EXERCISE AIM: Quote the full listing word for word.

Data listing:
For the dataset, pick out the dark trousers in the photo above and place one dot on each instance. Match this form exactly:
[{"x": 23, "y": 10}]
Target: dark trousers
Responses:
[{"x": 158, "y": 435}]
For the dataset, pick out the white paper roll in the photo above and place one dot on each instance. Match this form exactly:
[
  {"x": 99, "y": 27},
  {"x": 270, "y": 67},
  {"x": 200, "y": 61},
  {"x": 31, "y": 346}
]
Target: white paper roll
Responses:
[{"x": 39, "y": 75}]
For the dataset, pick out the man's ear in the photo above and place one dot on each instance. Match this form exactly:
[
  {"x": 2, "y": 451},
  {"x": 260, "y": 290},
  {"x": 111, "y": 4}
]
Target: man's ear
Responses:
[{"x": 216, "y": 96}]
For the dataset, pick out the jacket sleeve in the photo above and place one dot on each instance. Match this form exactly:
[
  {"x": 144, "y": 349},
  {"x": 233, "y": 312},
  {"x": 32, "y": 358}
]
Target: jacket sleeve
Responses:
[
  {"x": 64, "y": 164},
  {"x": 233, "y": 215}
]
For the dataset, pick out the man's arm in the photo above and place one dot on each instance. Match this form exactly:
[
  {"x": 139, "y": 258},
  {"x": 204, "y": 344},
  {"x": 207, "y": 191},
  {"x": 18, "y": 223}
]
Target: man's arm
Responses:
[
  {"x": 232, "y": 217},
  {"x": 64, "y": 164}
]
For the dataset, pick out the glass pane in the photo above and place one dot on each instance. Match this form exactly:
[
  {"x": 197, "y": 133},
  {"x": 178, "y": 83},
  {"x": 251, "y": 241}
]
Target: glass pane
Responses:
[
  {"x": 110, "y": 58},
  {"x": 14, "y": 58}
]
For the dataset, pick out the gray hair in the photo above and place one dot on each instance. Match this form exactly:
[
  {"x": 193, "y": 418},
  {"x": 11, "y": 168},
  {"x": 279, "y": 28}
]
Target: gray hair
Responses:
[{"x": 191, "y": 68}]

RESPONSE FOR THIS EXERCISE:
For the dataset, pick out the dark trousers in the photo above and place one dot on each instance. Match this form exactly:
[{"x": 23, "y": 10}]
Target: dark trousers
Responses:
[{"x": 158, "y": 435}]
For the dataset, pick out the white paper roll in the photo above and place one dot on each instance. Match this form exactly:
[
  {"x": 99, "y": 27},
  {"x": 270, "y": 67},
  {"x": 200, "y": 61},
  {"x": 31, "y": 346}
]
Target: white paper roll
Responses:
[{"x": 39, "y": 75}]
For the dataset, pick out the man's ear in the photo above and place one dot on each instance. Match this form exactly:
[
  {"x": 2, "y": 451},
  {"x": 260, "y": 290},
  {"x": 111, "y": 4}
]
Target: man's ear
Responses:
[{"x": 216, "y": 96}]
For the dataset, pick out the jacket sleeve in the photo above and place one dot on each instance. Match this form exactly:
[
  {"x": 144, "y": 349},
  {"x": 233, "y": 312},
  {"x": 32, "y": 358}
]
Target: jacket sleeve
Responses:
[
  {"x": 64, "y": 164},
  {"x": 233, "y": 215}
]
For the dataset, pick out the man's arm in the photo above and place one dot on each instance. Match this form exactly:
[
  {"x": 139, "y": 258},
  {"x": 204, "y": 344},
  {"x": 207, "y": 191},
  {"x": 18, "y": 223}
]
Target: man's arm
Responses:
[
  {"x": 232, "y": 217},
  {"x": 64, "y": 164}
]
For the dataset, pick out the glass pane in the photo above and place one dot on each instance. Match this form exactly:
[
  {"x": 197, "y": 133},
  {"x": 178, "y": 83},
  {"x": 251, "y": 241}
]
Target: glass pane
Responses:
[
  {"x": 110, "y": 58},
  {"x": 14, "y": 58}
]
For the dataset, pick out the gray hair in the photo above and place one dot on each instance. Match this form exactly:
[
  {"x": 193, "y": 418},
  {"x": 11, "y": 168},
  {"x": 279, "y": 28}
]
Target: gray hair
Responses:
[{"x": 191, "y": 68}]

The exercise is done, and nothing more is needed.